About this exercise: Starting at the line that contains "Locate the clear", set down each line exactly until the records end, keeping both ends and adding nothing.

Dataset records:
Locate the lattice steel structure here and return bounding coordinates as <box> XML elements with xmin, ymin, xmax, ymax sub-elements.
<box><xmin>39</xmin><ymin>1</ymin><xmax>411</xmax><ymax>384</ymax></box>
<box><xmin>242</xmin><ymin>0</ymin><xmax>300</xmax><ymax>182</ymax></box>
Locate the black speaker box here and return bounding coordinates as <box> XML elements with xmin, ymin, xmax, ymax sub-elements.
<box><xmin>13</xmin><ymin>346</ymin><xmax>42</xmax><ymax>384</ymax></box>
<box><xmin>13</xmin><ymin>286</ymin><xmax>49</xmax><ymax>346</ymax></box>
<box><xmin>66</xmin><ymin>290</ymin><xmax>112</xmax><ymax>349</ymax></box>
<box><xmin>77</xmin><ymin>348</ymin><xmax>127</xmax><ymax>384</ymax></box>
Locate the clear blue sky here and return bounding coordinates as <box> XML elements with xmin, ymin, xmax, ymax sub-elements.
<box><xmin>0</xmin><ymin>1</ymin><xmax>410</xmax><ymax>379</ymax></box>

Result of this exercise:
Locate the clear blue sky here and return bounding coordinates as <box> XML elements with xmin, ymin, xmax, ymax sub-elements.
<box><xmin>0</xmin><ymin>1</ymin><xmax>410</xmax><ymax>379</ymax></box>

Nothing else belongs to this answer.